>> Start Stored records

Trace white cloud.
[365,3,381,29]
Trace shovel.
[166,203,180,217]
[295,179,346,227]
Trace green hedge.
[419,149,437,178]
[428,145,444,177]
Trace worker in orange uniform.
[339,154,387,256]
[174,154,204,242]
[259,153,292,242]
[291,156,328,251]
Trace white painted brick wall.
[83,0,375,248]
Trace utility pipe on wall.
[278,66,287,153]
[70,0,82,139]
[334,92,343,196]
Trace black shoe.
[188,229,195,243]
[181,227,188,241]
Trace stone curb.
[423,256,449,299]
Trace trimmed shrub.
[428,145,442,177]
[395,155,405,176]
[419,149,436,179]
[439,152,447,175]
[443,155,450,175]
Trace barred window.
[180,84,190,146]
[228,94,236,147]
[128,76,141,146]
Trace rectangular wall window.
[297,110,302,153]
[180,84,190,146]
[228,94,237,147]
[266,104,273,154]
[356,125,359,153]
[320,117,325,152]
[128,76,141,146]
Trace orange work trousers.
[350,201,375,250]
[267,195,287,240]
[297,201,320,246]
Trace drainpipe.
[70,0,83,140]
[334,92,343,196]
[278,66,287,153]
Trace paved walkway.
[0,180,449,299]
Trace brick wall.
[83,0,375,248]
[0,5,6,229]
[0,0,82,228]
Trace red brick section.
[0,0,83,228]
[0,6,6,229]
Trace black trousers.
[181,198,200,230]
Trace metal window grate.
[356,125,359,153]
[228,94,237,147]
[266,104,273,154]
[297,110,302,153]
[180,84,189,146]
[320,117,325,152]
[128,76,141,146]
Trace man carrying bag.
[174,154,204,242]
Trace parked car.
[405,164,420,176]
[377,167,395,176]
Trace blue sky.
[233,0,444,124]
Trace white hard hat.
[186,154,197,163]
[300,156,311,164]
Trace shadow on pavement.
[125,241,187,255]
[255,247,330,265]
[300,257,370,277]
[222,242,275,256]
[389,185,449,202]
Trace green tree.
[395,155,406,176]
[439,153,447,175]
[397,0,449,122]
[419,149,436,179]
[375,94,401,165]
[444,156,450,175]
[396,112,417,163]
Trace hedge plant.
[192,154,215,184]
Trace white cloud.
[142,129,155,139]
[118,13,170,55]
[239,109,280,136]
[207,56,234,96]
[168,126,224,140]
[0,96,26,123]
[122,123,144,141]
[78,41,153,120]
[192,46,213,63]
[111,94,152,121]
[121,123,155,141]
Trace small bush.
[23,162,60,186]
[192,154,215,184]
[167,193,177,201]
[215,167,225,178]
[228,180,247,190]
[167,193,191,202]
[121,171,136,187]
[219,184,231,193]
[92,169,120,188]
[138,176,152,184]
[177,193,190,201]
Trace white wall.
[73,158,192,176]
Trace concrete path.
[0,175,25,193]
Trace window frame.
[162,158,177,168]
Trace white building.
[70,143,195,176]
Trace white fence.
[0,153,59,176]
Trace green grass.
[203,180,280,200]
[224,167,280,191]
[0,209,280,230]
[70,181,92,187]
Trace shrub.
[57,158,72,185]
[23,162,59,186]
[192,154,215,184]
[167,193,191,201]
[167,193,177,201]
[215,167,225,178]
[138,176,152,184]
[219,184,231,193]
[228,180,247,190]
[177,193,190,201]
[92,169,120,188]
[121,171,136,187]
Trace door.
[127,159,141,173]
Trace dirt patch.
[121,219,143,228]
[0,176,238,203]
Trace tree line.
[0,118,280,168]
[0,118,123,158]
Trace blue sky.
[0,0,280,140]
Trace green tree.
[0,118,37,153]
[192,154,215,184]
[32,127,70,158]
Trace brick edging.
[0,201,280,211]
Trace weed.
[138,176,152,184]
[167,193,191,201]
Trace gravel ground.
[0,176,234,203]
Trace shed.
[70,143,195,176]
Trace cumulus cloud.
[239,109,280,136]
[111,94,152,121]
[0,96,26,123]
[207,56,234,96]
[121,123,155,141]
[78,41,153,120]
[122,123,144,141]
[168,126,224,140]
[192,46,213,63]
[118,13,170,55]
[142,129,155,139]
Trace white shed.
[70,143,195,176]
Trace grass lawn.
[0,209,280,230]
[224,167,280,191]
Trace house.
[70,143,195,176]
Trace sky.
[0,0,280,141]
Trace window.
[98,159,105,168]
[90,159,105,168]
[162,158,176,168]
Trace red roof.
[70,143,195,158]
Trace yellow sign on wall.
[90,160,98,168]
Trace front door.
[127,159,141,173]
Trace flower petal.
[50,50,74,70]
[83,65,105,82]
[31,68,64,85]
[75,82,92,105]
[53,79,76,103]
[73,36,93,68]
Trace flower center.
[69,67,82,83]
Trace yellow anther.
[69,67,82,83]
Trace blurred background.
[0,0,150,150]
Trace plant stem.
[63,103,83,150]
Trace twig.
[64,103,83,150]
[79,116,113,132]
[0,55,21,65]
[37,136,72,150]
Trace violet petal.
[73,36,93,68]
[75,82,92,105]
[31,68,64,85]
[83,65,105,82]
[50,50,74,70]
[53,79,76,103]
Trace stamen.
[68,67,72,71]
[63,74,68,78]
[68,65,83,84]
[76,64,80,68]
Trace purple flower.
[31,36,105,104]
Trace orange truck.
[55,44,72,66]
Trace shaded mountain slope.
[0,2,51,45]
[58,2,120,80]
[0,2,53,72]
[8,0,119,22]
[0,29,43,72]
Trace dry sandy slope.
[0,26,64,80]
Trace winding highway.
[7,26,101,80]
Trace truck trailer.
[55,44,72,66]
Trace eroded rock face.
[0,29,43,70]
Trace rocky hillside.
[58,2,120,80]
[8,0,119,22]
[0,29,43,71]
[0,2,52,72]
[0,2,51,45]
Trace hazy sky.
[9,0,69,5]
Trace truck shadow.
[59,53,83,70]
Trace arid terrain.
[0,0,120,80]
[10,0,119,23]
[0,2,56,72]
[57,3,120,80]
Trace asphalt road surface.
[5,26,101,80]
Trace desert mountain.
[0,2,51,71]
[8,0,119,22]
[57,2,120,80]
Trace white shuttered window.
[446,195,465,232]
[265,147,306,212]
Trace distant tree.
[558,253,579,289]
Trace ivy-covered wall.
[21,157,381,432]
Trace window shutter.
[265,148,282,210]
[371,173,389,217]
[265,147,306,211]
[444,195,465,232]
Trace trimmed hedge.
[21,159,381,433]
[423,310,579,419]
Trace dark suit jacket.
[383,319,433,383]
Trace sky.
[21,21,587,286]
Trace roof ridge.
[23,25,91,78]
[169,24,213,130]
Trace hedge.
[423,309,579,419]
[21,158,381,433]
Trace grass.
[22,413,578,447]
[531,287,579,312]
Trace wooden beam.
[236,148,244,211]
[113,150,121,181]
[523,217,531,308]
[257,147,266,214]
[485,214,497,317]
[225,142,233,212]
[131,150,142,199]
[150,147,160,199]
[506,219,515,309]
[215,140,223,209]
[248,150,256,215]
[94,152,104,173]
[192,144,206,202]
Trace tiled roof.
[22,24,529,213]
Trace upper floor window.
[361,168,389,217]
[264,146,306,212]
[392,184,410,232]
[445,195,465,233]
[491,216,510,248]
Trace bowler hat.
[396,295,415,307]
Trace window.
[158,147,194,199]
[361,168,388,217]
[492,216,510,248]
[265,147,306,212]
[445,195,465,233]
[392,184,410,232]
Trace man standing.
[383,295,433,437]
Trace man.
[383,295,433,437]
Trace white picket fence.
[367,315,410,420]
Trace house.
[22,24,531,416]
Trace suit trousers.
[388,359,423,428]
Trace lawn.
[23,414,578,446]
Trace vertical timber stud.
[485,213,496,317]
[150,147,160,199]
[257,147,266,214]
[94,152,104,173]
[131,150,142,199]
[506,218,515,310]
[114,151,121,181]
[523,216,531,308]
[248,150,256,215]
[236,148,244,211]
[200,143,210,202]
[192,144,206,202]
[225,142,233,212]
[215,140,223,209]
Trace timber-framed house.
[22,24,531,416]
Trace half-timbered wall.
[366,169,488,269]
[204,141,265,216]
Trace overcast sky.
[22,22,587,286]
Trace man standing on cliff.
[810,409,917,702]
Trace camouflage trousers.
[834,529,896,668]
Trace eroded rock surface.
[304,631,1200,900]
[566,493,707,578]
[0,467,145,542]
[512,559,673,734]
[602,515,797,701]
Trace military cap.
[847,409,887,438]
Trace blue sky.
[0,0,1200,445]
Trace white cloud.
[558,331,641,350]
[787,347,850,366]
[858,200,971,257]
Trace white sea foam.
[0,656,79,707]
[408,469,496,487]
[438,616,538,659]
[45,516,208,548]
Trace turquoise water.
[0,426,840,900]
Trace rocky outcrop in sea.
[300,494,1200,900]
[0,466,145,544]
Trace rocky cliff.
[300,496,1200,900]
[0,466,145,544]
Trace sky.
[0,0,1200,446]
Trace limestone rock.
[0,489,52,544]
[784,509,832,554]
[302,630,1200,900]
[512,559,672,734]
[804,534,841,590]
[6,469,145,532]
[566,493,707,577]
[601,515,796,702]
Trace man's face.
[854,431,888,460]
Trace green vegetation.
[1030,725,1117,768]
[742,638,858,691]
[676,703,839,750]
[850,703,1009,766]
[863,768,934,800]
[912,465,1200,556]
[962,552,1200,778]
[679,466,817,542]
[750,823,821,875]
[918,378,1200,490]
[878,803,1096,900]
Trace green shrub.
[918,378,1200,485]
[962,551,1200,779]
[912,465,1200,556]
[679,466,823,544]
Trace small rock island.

>> End Stored records

Work instructions => Rescale the entries from the line with "Trace tiled roof." up to and including the line with "[601,515,796,702]": write out every line in that span, keeping the text lines unchanged and multiplying each bounding-box coordinate by 0.25, rounded to whole numbers with halves rounded up.

Result below =>
Trace tiled roof.
[6,6,132,53]
Trace upper floor window.
[90,42,97,54]
[66,37,77,53]
[98,46,103,58]
[111,49,116,58]
[123,54,128,62]
Trace bowler hat.
[99,74,104,77]
Trace window.
[40,37,49,50]
[90,42,97,54]
[123,54,128,62]
[66,37,77,53]
[111,49,116,58]
[98,46,103,58]
Trace man standing.
[96,74,108,109]
Trace man.
[96,74,108,109]
Trace white picket fence.
[92,79,103,105]
Trace house.
[6,6,133,104]
Trace suit trousers.
[97,90,106,107]
Trace lawn.
[6,104,145,112]
Trace vertical timber stud.
[121,53,124,79]
[38,37,40,50]
[64,37,67,54]
[24,38,26,43]
[33,38,36,50]
[127,55,129,78]
[29,38,30,45]
[131,54,133,77]
[62,38,64,54]
[59,37,61,53]
[50,36,53,51]
[48,36,52,51]
[56,36,58,53]
[54,35,56,52]
Trace timber-framed house.
[6,6,133,104]
Trace half-timbered wall.
[92,42,122,67]
[51,35,66,54]
Trace overcast sky.
[6,6,147,72]
Trace man standing on cliff.
[203,102,229,176]
Trace camouflage trousers.
[209,132,224,167]
Trace eroded rock surface.
[76,158,300,225]
[142,123,177,145]
[0,117,36,136]
[128,140,168,184]
[151,129,199,175]
Trace military cap.
[212,102,222,110]
Trace blue sky.
[0,0,300,111]
Trace white cloud.
[140,83,160,88]
[197,87,213,92]
[215,50,243,64]
Trace white sea foam.
[0,164,20,177]
[102,117,124,122]
[110,154,135,165]
[11,129,52,137]
Trace turquoise water.
[0,107,210,225]
Trace rocky outcrop in sea.
[75,124,300,225]
[0,117,36,136]
Trace rocky cliff.
[75,124,300,225]
[0,117,36,136]
Trace sky.
[0,0,300,112]
Trace limestone rock.
[0,122,13,136]
[196,127,208,139]
[76,158,300,225]
[128,140,168,184]
[201,134,210,148]
[2,117,36,133]
[142,123,177,144]
[150,129,199,176]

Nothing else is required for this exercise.